» What needs to be done
Reproduce all the rows below, changing every "survey tally" to "field count" and leaving everything else as it is.

» Recorded data
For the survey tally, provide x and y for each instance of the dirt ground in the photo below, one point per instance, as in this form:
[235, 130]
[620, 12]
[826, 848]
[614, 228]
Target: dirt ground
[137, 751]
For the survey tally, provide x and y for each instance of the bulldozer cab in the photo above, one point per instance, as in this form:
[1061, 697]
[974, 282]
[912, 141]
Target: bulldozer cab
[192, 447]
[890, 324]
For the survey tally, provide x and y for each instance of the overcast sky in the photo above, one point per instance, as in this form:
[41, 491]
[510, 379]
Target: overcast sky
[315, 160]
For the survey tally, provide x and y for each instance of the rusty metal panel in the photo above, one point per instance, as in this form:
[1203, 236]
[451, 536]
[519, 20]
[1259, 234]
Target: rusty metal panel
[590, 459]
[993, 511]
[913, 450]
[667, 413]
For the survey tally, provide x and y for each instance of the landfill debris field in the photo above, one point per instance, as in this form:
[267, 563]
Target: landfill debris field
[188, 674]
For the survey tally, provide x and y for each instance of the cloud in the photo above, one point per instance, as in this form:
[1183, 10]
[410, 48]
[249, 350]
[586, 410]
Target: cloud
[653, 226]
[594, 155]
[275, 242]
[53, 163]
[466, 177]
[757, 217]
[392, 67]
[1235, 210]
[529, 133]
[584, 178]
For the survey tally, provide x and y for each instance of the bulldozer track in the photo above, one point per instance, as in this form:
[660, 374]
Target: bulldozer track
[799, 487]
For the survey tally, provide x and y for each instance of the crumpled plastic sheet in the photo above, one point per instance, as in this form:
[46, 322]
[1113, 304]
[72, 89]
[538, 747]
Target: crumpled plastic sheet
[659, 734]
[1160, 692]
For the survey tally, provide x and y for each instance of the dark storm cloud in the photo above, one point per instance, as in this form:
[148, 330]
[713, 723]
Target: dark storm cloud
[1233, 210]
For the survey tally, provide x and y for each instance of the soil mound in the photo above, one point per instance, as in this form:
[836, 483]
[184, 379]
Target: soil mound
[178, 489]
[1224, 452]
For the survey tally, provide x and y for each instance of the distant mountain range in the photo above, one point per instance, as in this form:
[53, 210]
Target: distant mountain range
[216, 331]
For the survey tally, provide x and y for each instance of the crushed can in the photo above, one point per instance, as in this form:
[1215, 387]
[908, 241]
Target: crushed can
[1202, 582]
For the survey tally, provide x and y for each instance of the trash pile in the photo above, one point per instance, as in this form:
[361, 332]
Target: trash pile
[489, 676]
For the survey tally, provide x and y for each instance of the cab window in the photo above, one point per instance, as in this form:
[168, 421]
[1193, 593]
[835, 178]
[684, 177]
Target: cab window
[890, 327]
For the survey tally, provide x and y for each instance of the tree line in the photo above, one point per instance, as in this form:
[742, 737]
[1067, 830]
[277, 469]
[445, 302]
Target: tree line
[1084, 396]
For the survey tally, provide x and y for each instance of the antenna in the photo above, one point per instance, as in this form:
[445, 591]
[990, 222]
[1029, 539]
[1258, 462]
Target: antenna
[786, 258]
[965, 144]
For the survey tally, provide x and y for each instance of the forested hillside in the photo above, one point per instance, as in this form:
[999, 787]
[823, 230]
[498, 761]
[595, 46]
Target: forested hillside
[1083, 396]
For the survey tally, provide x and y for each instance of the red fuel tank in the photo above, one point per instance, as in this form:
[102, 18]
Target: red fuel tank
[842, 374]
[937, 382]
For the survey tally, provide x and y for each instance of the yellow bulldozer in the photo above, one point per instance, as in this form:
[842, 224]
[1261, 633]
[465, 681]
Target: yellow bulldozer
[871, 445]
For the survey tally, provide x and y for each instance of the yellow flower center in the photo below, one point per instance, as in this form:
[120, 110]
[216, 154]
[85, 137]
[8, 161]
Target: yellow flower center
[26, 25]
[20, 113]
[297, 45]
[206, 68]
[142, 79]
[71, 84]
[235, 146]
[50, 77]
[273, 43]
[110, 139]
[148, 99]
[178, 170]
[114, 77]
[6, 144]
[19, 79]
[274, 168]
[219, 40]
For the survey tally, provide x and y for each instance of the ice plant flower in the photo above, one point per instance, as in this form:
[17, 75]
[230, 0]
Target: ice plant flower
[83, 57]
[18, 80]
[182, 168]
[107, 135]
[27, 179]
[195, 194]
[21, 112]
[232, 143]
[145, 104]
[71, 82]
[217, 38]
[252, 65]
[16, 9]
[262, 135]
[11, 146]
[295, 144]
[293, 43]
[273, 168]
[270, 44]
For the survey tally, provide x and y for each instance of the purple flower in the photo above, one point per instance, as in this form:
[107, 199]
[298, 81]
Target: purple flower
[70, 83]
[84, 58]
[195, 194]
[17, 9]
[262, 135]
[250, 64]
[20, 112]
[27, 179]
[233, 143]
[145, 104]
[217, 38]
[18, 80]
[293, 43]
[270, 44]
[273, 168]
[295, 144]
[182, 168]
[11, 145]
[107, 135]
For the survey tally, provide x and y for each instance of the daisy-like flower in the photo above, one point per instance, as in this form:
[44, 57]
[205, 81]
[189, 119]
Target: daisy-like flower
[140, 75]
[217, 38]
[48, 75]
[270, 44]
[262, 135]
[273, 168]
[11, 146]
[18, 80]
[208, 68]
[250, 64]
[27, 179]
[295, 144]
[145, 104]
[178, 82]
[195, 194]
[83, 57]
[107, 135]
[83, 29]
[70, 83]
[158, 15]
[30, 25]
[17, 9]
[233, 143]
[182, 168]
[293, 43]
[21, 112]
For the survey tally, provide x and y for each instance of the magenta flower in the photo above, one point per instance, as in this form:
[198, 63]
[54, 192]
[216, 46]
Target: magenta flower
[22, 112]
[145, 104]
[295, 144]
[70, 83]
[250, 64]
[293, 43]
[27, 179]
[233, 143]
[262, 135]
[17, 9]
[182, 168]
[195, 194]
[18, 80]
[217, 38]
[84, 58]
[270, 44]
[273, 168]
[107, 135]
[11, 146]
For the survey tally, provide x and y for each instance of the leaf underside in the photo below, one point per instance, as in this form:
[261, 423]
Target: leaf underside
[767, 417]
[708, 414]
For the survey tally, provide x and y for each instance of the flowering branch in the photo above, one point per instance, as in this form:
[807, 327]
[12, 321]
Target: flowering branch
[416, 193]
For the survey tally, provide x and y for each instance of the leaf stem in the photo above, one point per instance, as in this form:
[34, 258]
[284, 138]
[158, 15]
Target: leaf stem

» Solution
For the field count, provide x and y for each instance of the dirt ground in the photo below, one point per instance, as in this form:
[235, 130]
[620, 12]
[826, 848]
[614, 228]
Target: dirt ground
[137, 751]
For the field count, provide x and y for each instance of the bulldozer cab in the photo above, one point per instance, as in this form:
[1061, 697]
[974, 282]
[912, 141]
Target: bulldozer cab
[192, 447]
[890, 324]
For the field count, provide x and y for each instance of the overcast sky in the photo above, one point per instance, as in this form:
[41, 491]
[510, 379]
Target: overcast sky
[315, 160]
For the field count, provide x and y for each instance of the rusty metal panel in the photo above, one point per instance, as in this form:
[1203, 236]
[451, 536]
[519, 20]
[1259, 234]
Target: rusty metal panel
[590, 459]
[993, 511]
[913, 450]
[667, 413]
For the field count, provide x and y for each instance of the landfill debris field in the photo above, one point per instance, as in this form:
[267, 563]
Target: landfill debris field
[188, 674]
For the field count, provide x and y for each instance of the cloud in the photo above, one point per instance, as in this form:
[1183, 10]
[410, 48]
[249, 350]
[586, 410]
Target: cloud
[653, 226]
[594, 155]
[275, 242]
[53, 163]
[466, 177]
[757, 217]
[392, 67]
[1235, 210]
[529, 133]
[584, 178]
For the field count, provide x and y for each instance of the bulldozer track in the photo above, one point per instance, as in this form:
[660, 374]
Target: bulldozer track
[799, 487]
For the field count, provide x and y for each instance of the crumpled plastic sheet in the photo above, one point per instance, as in this form:
[46, 322]
[1113, 304]
[72, 89]
[538, 747]
Target: crumpled plastic sheet
[659, 734]
[1160, 692]
For the field count, provide x and y for each instance of the dark storm cloud in the photo above, one point per instance, as in this form:
[148, 330]
[713, 723]
Target: dark storm cloud
[1233, 210]
For the field count, provide x and y for each instance of the soil mound in the photo above, one point per instance, as in this form:
[836, 483]
[184, 379]
Target: soil mound
[178, 489]
[1224, 452]
For the field count, provide x and y for each instance of the distant mountain range in the photo above, one point per instance, as in this form:
[53, 210]
Target: distant mountain range
[216, 331]
For the field count, provide x and y for each instance of the crushed can in the photo above, one point per instance, as in this form:
[1215, 387]
[908, 241]
Target: crushed can
[1202, 582]
For the field count, provide x and y for each instance of the trash pile in the photo above, one point per instance, as in this form:
[361, 332]
Target: trash pile
[489, 676]
For the field count, provide x and y for each instance of the cab window in the photo above, one point per instance, as in this form:
[168, 421]
[1193, 593]
[835, 178]
[684, 177]
Target: cab window
[890, 327]
For the field count, provide x and y for each instance of the tree line in the photo above, one point per instance, as in this form:
[742, 737]
[1067, 830]
[277, 469]
[445, 302]
Target: tree line
[1084, 396]
For the field count, provide x and y for each instance of the antenna in the photo above, one point per instance, as in this form:
[445, 591]
[990, 222]
[1029, 539]
[1258, 462]
Target: antenna
[786, 258]
[965, 144]
For the field count, provide x and y for each instance of the forested hillside in the photo above, one point per instance, as in this form:
[999, 787]
[823, 230]
[498, 761]
[595, 46]
Target: forested hillside
[1083, 396]
For the field count, provide x and y for each instance of the red fuel tank in the photo above, one point per instance, as in this form:
[102, 18]
Target: red fuel tank
[842, 374]
[937, 382]
For the field count, provide x and y for each instance of the yellow bulldozer in the photo above, one point per instance, as in this form:
[842, 224]
[1261, 633]
[465, 681]
Target: yellow bulldozer
[871, 445]
For the field count, provide x and y for each instance of the yellow flower center in the photo below, one point per instance, as in this form:
[120, 110]
[216, 154]
[85, 137]
[8, 161]
Target: yellow flower center
[26, 25]
[20, 113]
[297, 45]
[206, 68]
[142, 79]
[71, 84]
[235, 146]
[50, 77]
[273, 43]
[110, 139]
[148, 99]
[178, 170]
[114, 77]
[6, 144]
[19, 79]
[274, 168]
[219, 40]
For the field count, provide x and y for each instance of the ice plant flower in the photo above, one point per instance, as in this form:
[17, 75]
[230, 0]
Target: ice plant flower
[83, 57]
[18, 80]
[182, 168]
[107, 135]
[27, 179]
[195, 194]
[21, 112]
[232, 143]
[145, 104]
[71, 82]
[217, 38]
[252, 65]
[16, 9]
[262, 135]
[11, 146]
[295, 144]
[293, 43]
[273, 168]
[270, 44]
For the field count, provide x and y for each instance of the purple flower in the photo above, one point per instance, as in this form:
[107, 199]
[298, 81]
Target: purple flower
[70, 83]
[84, 58]
[195, 194]
[17, 9]
[262, 135]
[250, 64]
[20, 112]
[27, 179]
[233, 143]
[145, 104]
[217, 38]
[18, 80]
[293, 43]
[270, 44]
[273, 168]
[295, 144]
[182, 168]
[11, 145]
[107, 135]
For the field count, provide x and y for each instance of the daisy-like flower in the photo above, one point per instance, as in this form:
[44, 57]
[205, 81]
[189, 119]
Target: daisy-like flower
[140, 75]
[217, 38]
[48, 75]
[270, 44]
[262, 135]
[273, 168]
[11, 146]
[18, 80]
[208, 68]
[250, 64]
[27, 179]
[295, 144]
[145, 104]
[178, 82]
[195, 194]
[83, 57]
[107, 135]
[83, 29]
[70, 83]
[158, 15]
[30, 25]
[17, 9]
[233, 143]
[182, 168]
[293, 43]
[21, 112]
For the field count, provide x and y for each instance of the magenta flower in the photo above, one point per instance, as in this form:
[198, 63]
[54, 192]
[216, 46]
Target: magenta flower
[22, 112]
[145, 104]
[295, 144]
[70, 83]
[250, 64]
[293, 43]
[27, 179]
[233, 143]
[262, 135]
[17, 9]
[182, 168]
[195, 194]
[18, 80]
[217, 38]
[84, 58]
[270, 44]
[273, 168]
[107, 135]
[11, 146]
For the field count, provide x and y for each instance of the leaf underside in the photo below, one point per instance, as in this form:
[261, 423]
Target: leaf underside
[767, 417]
[708, 414]
For the field count, provide x and y for each instance of the flowering branch in the photo above, one point per instance, as in this form:
[807, 327]
[12, 321]
Target: flowering branch
[416, 193]
For the field count, provide x and y for each instance of the leaf stem in the photo above, one point per instance, as in this form:
[34, 258]
[284, 138]
[158, 15]
Target: leaf stem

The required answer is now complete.